▸ Exercise material
===============
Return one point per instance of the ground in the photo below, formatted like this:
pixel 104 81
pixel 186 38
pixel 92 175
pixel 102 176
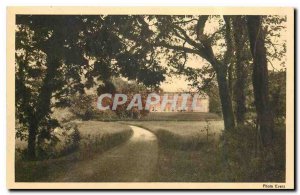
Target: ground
pixel 154 151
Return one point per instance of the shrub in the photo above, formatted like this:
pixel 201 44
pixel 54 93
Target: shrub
pixel 83 106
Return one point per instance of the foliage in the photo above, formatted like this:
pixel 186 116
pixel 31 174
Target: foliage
pixel 277 89
pixel 83 106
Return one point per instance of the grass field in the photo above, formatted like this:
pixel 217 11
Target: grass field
pixel 186 135
pixel 180 116
pixel 96 137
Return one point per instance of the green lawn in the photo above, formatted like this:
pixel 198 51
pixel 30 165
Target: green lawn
pixel 96 137
pixel 180 116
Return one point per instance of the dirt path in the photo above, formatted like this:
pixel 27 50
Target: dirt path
pixel 133 161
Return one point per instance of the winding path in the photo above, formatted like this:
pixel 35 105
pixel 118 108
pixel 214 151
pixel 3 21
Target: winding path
pixel 133 161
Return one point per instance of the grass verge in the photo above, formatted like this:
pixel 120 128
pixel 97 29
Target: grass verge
pixel 96 137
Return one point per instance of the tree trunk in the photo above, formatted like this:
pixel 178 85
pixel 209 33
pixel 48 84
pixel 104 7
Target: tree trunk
pixel 31 142
pixel 260 79
pixel 239 32
pixel 225 99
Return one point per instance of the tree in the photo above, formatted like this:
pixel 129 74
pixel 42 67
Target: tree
pixel 242 61
pixel 46 49
pixel 260 79
pixel 53 55
pixel 177 37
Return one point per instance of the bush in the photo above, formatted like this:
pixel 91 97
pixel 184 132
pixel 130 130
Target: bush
pixel 239 157
pixel 83 106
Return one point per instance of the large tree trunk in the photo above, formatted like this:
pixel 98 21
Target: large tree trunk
pixel 239 32
pixel 225 99
pixel 43 106
pixel 260 79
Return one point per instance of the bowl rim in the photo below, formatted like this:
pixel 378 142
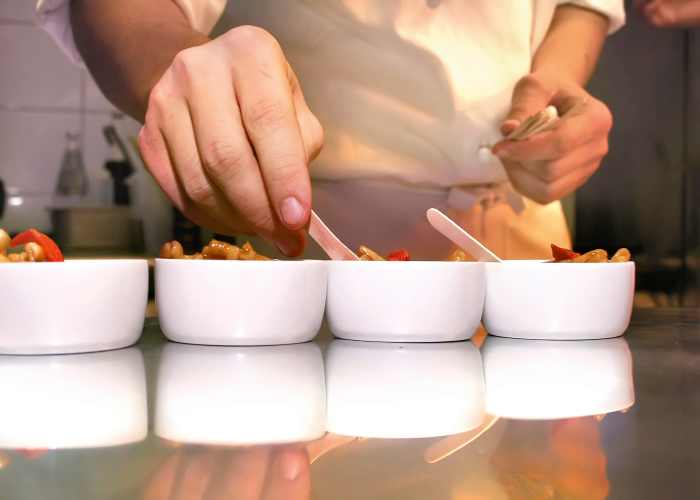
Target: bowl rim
pixel 75 262
pixel 209 262
pixel 531 262
pixel 413 263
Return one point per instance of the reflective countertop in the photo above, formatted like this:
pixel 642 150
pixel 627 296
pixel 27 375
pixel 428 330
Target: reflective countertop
pixel 491 418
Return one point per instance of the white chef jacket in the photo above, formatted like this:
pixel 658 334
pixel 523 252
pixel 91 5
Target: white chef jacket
pixel 411 95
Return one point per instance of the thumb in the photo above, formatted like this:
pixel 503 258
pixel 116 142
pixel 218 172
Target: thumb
pixel 529 96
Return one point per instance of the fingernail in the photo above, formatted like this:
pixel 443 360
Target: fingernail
pixel 292 211
pixel 290 465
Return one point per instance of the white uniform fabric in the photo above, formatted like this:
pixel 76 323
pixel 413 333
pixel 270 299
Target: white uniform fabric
pixel 411 95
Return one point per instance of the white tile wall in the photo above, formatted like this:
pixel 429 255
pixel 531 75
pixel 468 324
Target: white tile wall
pixel 17 10
pixel 94 100
pixel 31 148
pixel 42 96
pixel 33 71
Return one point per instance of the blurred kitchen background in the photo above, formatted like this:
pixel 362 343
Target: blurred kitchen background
pixel 643 197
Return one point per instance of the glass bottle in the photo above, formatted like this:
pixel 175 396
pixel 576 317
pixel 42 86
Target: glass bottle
pixel 72 180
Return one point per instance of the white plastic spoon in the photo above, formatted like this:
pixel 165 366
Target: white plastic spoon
pixel 330 243
pixel 460 237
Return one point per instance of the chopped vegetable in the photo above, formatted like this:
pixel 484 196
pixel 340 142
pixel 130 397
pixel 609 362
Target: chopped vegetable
pixel 559 253
pixel 51 250
pixel 399 255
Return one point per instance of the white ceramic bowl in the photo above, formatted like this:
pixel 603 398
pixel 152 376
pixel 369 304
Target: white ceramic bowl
pixel 544 379
pixel 73 401
pixel 73 306
pixel 240 395
pixel 403 390
pixel 536 300
pixel 240 302
pixel 405 301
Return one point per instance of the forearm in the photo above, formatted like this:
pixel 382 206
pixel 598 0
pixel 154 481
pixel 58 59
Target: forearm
pixel 128 45
pixel 572 45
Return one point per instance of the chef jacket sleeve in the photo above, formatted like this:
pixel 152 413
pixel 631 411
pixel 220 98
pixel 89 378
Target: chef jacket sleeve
pixel 614 10
pixel 53 16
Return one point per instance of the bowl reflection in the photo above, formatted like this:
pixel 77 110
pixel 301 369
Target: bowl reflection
pixel 72 401
pixel 403 390
pixel 240 395
pixel 544 379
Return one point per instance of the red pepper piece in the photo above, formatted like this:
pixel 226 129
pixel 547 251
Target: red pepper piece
pixel 32 453
pixel 399 255
pixel 53 253
pixel 559 253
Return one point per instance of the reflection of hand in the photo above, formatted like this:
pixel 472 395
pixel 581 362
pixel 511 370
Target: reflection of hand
pixel 257 473
pixel 669 13
pixel 568 459
pixel 552 164
pixel 228 137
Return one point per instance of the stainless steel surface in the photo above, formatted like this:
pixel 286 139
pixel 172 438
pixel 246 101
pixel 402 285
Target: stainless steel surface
pixel 650 452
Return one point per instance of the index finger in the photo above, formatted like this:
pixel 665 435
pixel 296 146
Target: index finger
pixel 550 145
pixel 264 93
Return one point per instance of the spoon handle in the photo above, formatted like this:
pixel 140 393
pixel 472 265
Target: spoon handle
pixel 460 237
pixel 330 243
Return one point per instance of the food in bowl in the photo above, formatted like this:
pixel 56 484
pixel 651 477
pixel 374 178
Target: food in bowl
pixel 564 255
pixel 215 250
pixel 252 302
pixel 412 301
pixel 527 300
pixel 37 247
pixel 367 254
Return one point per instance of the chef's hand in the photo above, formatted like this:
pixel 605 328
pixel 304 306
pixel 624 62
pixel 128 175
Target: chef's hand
pixel 669 13
pixel 257 473
pixel 228 136
pixel 552 164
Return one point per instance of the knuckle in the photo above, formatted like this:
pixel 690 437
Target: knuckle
pixel 606 119
pixel 252 38
pixel 545 195
pixel 562 145
pixel 530 82
pixel 158 97
pixel 549 171
pixel 262 220
pixel 265 116
pixel 283 170
pixel 198 189
pixel 223 160
pixel 148 145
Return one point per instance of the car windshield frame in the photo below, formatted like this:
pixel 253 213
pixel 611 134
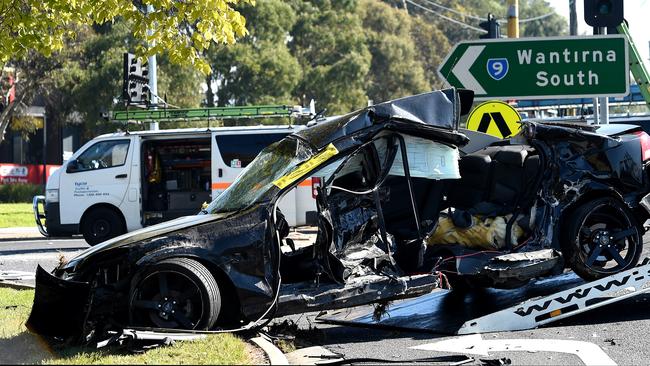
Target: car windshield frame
pixel 255 184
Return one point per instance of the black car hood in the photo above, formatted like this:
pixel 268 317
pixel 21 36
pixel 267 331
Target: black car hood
pixel 143 234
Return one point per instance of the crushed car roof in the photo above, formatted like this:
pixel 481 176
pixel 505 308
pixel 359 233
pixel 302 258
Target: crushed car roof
pixel 439 109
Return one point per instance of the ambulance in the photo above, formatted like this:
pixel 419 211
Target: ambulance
pixel 124 181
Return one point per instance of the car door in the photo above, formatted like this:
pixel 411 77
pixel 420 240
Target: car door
pixel 99 174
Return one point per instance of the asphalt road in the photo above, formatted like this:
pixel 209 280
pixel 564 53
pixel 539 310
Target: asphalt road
pixel 620 330
pixel 25 255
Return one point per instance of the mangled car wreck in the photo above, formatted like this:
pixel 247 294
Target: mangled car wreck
pixel 407 201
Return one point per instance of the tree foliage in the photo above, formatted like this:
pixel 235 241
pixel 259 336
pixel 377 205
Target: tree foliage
pixel 181 29
pixel 341 53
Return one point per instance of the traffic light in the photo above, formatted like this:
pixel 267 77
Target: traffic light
pixel 603 13
pixel 491 26
pixel 135 88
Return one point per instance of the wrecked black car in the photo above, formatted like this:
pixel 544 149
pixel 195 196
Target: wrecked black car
pixel 408 202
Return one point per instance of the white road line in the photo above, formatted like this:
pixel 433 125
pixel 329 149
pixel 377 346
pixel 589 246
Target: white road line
pixel 589 353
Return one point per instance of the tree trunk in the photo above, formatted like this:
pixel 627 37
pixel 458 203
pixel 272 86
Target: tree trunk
pixel 209 94
pixel 573 18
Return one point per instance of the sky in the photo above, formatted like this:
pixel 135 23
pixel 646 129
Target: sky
pixel 636 13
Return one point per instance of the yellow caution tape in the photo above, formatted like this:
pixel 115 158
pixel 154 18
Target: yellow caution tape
pixel 306 166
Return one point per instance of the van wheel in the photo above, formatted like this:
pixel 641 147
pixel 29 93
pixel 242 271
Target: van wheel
pixel 101 224
pixel 602 238
pixel 177 293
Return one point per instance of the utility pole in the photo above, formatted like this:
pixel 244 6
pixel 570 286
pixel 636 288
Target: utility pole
===============
▸ Task brief
Pull out the rows above word for word, starting with the line that contains "Return one point per instance of the car windshield" and ending with the line that contains "pixel 589 353", both lines included. Leave any pictures out of your answer.

▸ Exercise response
Return one point per instance of the car windshield frame in the photo below, formatted like this:
pixel 253 213
pixel 611 134
Target: car windshield frame
pixel 255 184
Return one point per instance of the black car hood in the photo above, formatted like this:
pixel 268 317
pixel 21 36
pixel 267 331
Target: black car hood
pixel 143 234
Return one point per instance of the crushed car roof in the photo above, formatted like this:
pixel 481 176
pixel 505 308
pixel 359 233
pixel 302 258
Target: crushed car roof
pixel 439 109
Return one point per instance of the ambulance in the photo above, formatted like this:
pixel 419 211
Target: ambulance
pixel 124 181
Return one point per instance of the car door in the photo above, formatted like this:
pixel 411 77
pixel 420 240
Target: car door
pixel 99 174
Return one point per instance of the asphalt road in the photo above, formatted like this:
pixel 209 280
pixel 564 53
pixel 539 310
Target: asphalt road
pixel 620 330
pixel 25 255
Return one point per instance of the mangled car wreck in the photo above, formatted like this:
pixel 247 294
Target: mangled car wreck
pixel 407 201
Return one point per instance of the tree foliage in the photo above, formatted like this:
pixel 235 241
pixel 259 336
pixel 377 205
Target: tree foliage
pixel 181 29
pixel 341 53
Return one point per instance of the traffic light in the photo above, formatted like this:
pixel 267 77
Target: traffic light
pixel 603 13
pixel 491 26
pixel 135 88
Return one point per instance of the wrecked black car in the photo above, formatted like this:
pixel 544 149
pixel 195 196
Target: wrecked black car
pixel 408 202
Return one point per instance of the white road line in the photo above, formatted like this:
pixel 433 125
pixel 329 149
pixel 377 346
pixel 589 246
Target: white road line
pixel 589 353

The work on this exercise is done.